Per una volta almeno, l’enfasi di un comunicato stampa è condivisibile: Art Basel è davvero «il più bel museo a tempo determinato». La più ambita fiera d’arte contemporanea d’Europa (ma non la più antica, qualifica che spetta a quella di Colonia), fondata da due mercanti basilesi, Trudi Bruckner ed Ernst Beyeler, compie trent’anni con l’edizione aperta dal 16 al 21 giugno. Diretta da Lorenzo A. Rudolf, gran capo della Messe Basel, da quest’anno la fiera raccoglie 160 espositori selezionati da un numero di aspiranti che quest’anno ha sfiorato le 700 unità.

La Germania, con 56 stand, è il paese più rappresentato, seguito dalla Svizzera (41) e dagli Stati Uniti (36). Ventuno le italiane in una fiera che sta attraversando un periodo di turn-over, dal momento che il 25% delle partecipazioni si deve a gallerie esordienti a Basilea: tra i nuovi arrivi, per il settore classico, l’entrata in campo dei Nahmad di Londra, e poi van de Loo di Monaco di Baviera e tre newyorkesi, Achim Mòller, Robert Miller e Mitchell, Innes & Nash; sempre da New York arrivano rinforzi sul versante dell’attualità: Barbara Gladstone, Paula Cooper, Luhring Augustine e Tony Shafrazy.

Partecipare ad Art Basel non è esattamente affare a buon mercato: un metro quadrato viene mediamente concesso all’equivalente di poco più di 400mila lire; per quanto riguarda ogni integrazione al box «modello-base» viene richiesta una cauzione di 2,5 milioni, da cui l’organizzazione può detrarre le spese per gli accessori in più (faretti, tramezzi e vario arredamento). Le 26 gallerie che partecipano alla sezione «Statements», incentrata sugli emergenti esposti in mostre personali, usufruiscono di un forfait che costa intorno agli 8 milioni di lire.

════════

▶ OBIETTIVO A
Stabilisci se ciascuna delle seguenti affermazioni concorda con il brano su Art Basel: (i) la fiera di Basilea è la più antica d'Europa; (ii) la Svizzera ha più stand degli Stati Uniti; (iii) alla sezione «Statements» partecipano 26 gallerie. Per ognuna rispondi sì o no e cita testualmente le parole del brano che lo dimostrano.
▶ OBIETTIVO B
Riscrivi il tratto del brano su Art Basel che va da «La Germania, con» fino a «e Tony Shafrazy.», sostituendo «Londra» con «Parigi».
Per rispondere basati unicamente sul brano su Art Basel.

▶ DATI ARCHIVIATI
════════

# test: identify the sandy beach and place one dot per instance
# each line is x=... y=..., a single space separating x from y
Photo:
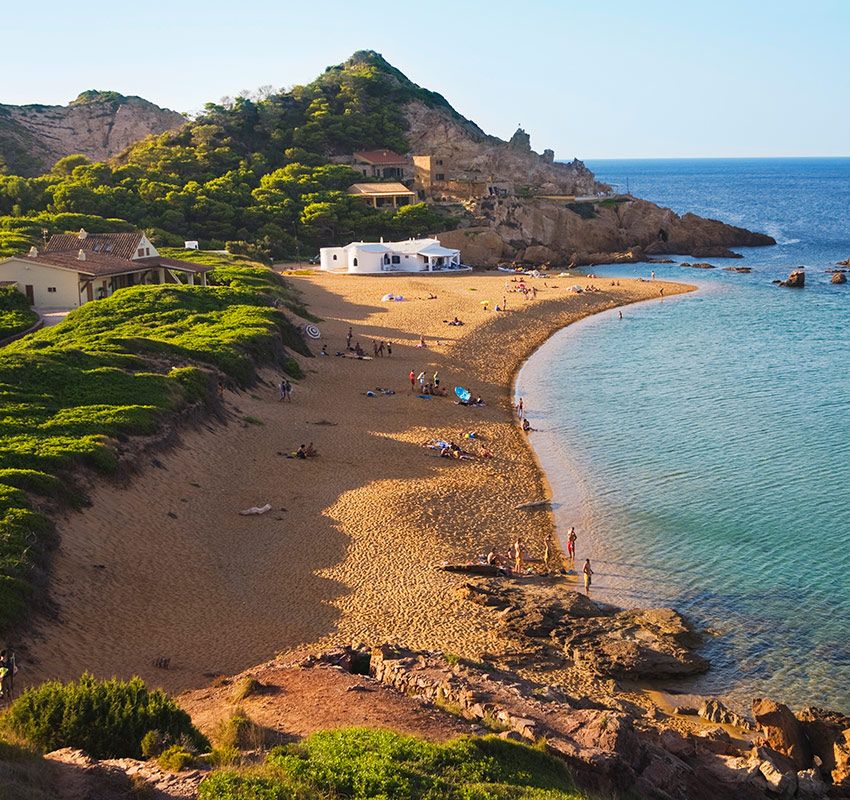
x=164 y=566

════════

▶ RISPOSTA COMPLETA A
(i) No: «ma non la più antica, qualifica che spetta a quella di Colonia».
(ii) Sì: «seguito dalla Svizzera (41) e dagli Stati Uniti (36)».
(iii) Sì: «Le 26 gallerie che partecipano alla sezione «Statements»».

▶ RISPOSTA COMPLETA B
La Germania, con 56 stand, è il paese più rappresentato, seguito dalla Svizzera (41) e dagli Stati Uniti (36). Ventuno le italiane in una fiera che sta attraversando un periodo di turn-over, dal momento che il 25% delle partecipazioni si deve a gallerie esordienti a Basilea: tra i nuovi arrivi, per il settore classico, l’entrata in campo dei Nahmad di Parigi, e poi van de Loo di Monaco di Baviera e tre newyorkesi, Achim Mòller, Robert Miller e Mitchell, Innes & Nash; sempre da New York arrivano rinforzi sul versante dell’attualità: Barbara Gladstone, Paula Cooper, Luhring Augustine e Tony Shafrazy.